## [Yönerge]
Aşağıdaki, yoğunluk konulu köşe yazısında "Bahane üretmekte üstümüze" sözcükleriyle başlayıp "problemler çözülmek içindir." sözcükleriyle biten bölümü, bu sözcükler de dahil olmak üzere, hiçbir değişiklik yapmadan yazınız.

## [Belge Bölümü]
######

- Makaleyi Paylaş
- Facebook'ta Paylaş
- Twitter'da Paylaş
- 04 October 2017, Wednesday 19:30
- 4502 kez okundu
düşünen ayna ... / Av. Aytül ÖZTURAN YILMAZ
Yoğunuz, yoğunsunuz, yoğunlar…
Ne zamandan beri bu kadar yoğunlaştık, suyumuz, ruhumuz çekili vaziyette et-kemik kaldık?
Bahane üretmekte üstümüze yok da artık biraz daha yaratıcı olmak gerekiyor.
Kime nasılsın diye sorsam işler çok yoğun demeye başladı. Ee benim sorumun cevabı bu mu? Sonraki cümlesi “trafik de pek yoğun” oluyor tabii ki. Günler çok yoğun geçiyor diyor. Kafası da yoğun tahmin edersiniz.
Kabul edelim bu bir problemdir ve problemler çözülmek içindir.

######

## [Verilen Malzeme]
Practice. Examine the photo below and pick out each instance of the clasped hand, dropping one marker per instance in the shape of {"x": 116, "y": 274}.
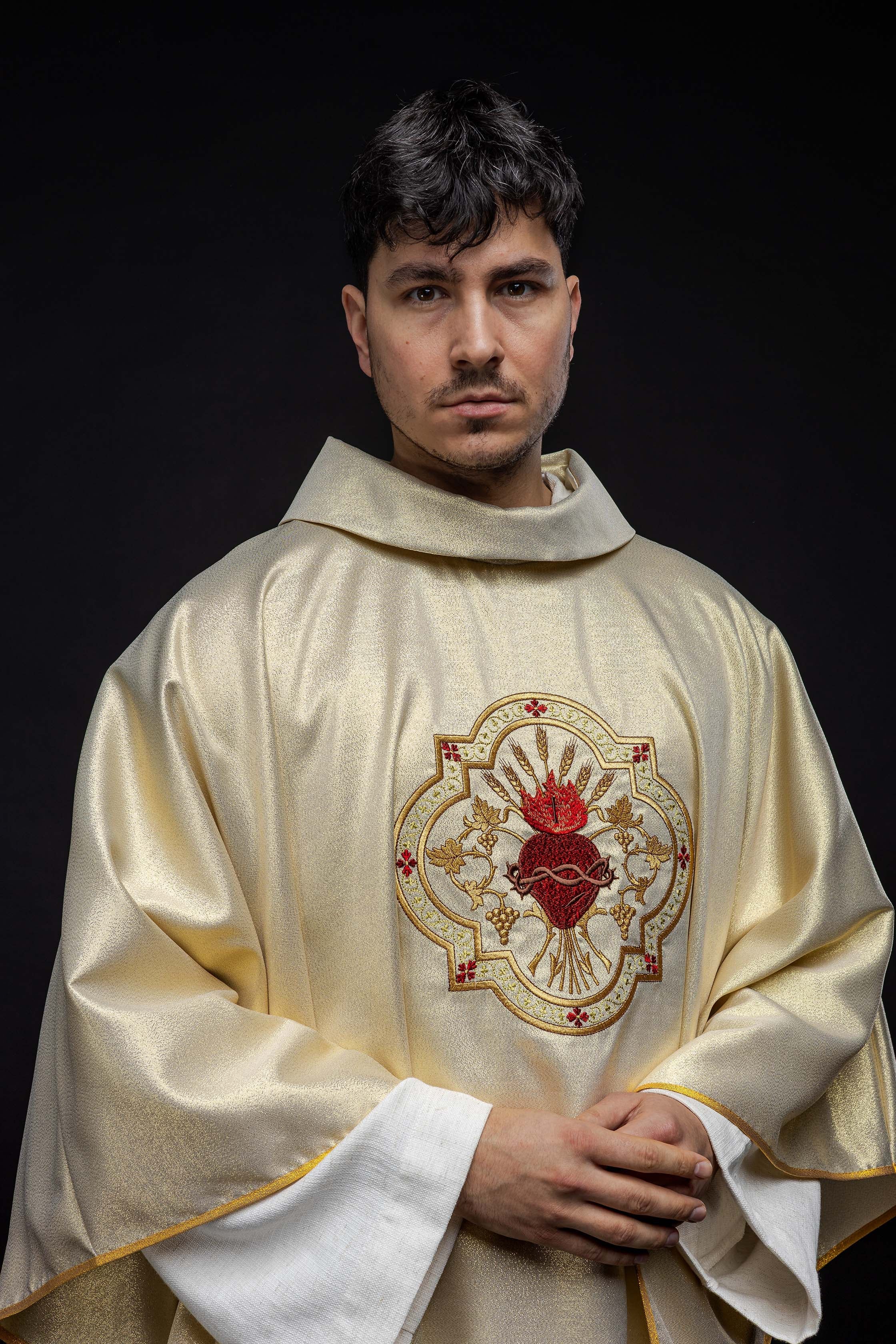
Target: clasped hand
{"x": 608, "y": 1186}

######

## [Yanıt]
Bahane üretmekte üstümüze yok da artık biraz daha yaratıcı olmak gerekiyor.
Kime nasılsın diye sorsam işler çok yoğun demeye başladı. Ee benim sorumun cevabı bu mu? Sonraki cümlesi “trafik de pek yoğun” oluyor tabii ki. Günler çok yoğun geçiyor diyor. Kafası da yoğun tahmin edersiniz.
Kabul edelim bu bir problemdir ve problemler çözülmek içindir.